## MATERIAL TO PROCESS
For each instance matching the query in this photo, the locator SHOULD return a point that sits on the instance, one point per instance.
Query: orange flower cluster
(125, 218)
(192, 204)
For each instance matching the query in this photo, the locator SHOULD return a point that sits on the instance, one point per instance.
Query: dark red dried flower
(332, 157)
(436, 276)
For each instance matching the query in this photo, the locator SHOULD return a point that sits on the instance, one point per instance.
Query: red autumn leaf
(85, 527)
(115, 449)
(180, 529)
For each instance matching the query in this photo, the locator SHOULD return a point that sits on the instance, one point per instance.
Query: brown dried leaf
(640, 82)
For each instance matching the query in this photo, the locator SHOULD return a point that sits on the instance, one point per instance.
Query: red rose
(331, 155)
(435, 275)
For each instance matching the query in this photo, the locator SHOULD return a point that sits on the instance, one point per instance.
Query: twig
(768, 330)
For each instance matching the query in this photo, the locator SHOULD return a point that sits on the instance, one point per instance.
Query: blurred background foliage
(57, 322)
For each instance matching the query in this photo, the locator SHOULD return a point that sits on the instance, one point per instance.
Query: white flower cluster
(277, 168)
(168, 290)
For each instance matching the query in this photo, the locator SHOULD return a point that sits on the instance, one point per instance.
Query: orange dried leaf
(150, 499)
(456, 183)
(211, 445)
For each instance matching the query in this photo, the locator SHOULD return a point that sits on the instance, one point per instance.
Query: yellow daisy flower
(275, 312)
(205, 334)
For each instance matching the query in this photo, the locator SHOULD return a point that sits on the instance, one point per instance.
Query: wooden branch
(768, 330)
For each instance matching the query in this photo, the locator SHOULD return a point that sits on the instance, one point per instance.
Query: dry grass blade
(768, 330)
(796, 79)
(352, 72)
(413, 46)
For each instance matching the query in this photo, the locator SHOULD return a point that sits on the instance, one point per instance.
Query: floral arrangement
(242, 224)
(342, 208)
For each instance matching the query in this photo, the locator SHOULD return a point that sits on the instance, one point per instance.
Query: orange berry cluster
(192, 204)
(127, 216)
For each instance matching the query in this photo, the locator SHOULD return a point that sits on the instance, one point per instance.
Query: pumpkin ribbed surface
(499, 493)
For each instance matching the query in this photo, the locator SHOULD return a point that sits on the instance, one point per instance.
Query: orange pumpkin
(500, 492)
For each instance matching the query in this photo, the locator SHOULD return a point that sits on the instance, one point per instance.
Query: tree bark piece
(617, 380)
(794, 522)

## GIVEN REQUEST
The records above are to be repeated exactly, in their entirety.

## SOLUTION
For each instance matching the query in this photo, the locator SHOULD return a point that sits on the instance, one point per instance.
Query: orange flower cluster
(125, 218)
(192, 204)
For each instance matching the query in this photo, the locator SHOULD return a point that sits on the instance, one point per instance.
Query: dark red dried flower
(332, 157)
(436, 276)
For each instance matching the query in this photo, the locator SHOULD return a point that sits on the instance, one point per instance.
Query: red autumn leaf
(85, 527)
(115, 449)
(180, 529)
For each instance matching the query in this photo, the locator SHOULD return a point that sits on the instance, one point per instance.
Query: brown dried leaf
(640, 82)
For each instance matching the query in this photo, the locator SHOULD return a point that sits on the instance, one point per instance.
Query: red rose
(331, 155)
(435, 275)
For each instance matching the query in this photo, the locator SHOULD return a point that sits on the instance, one point per instance.
Query: twig
(768, 330)
For each instance matching the query in this photo, the locator SHOULD return a point that sits on the instance, one point per instance.
Query: blurred background foliage
(57, 322)
For each instance matching the query in this photo, the locator SHOULD return a point that sits on the instance, one point per instance.
Query: white flower cluster
(277, 168)
(168, 290)
For each instance matching the query in this photo, the locator SHOULD return a point that sits on the instance, one point per instance.
Query: orange dried leaf
(150, 499)
(456, 183)
(211, 445)
For each instance matching the query in this photo, the locator SHOULD return a point that sits on the instance, one point per instance.
Query: yellow daisy flower
(275, 312)
(205, 334)
For each instance matching the query in this photo, the locator SHOULD return a point that sits on the instance, one point per instance.
Query: wooden branch
(768, 330)
For each instance matching the query in this photo, the locator SHOULD return a point that sits on the instance, one point per instance.
Query: dry grass blade
(768, 330)
(796, 79)
(352, 72)
(413, 46)
For each instance matching the query in this photo, the locator SHOULD return a point that sits on the instance, one point per instance.
Query: floral arrangement
(242, 224)
(342, 208)
For each instance matching the query in this photo, the locator SHOULD return a point that sits on the instance, one point per instance.
Query: orange berry cluster
(192, 204)
(127, 216)
For each instance matching the query in this photo, the locator SHOULD return a point that sits on the instance, one point per instance.
Query: pumpkin ribbed surface
(499, 493)
For each instance matching the query in this photo, the locator SHOULD return a point that sits on the instance, one point per instance.
Query: orange pumpkin
(500, 492)
For each instance matching the query in this photo, the locator SHOULD return a point that sits on the instance, one point per instance.
Query: tree bark piece
(617, 380)
(794, 522)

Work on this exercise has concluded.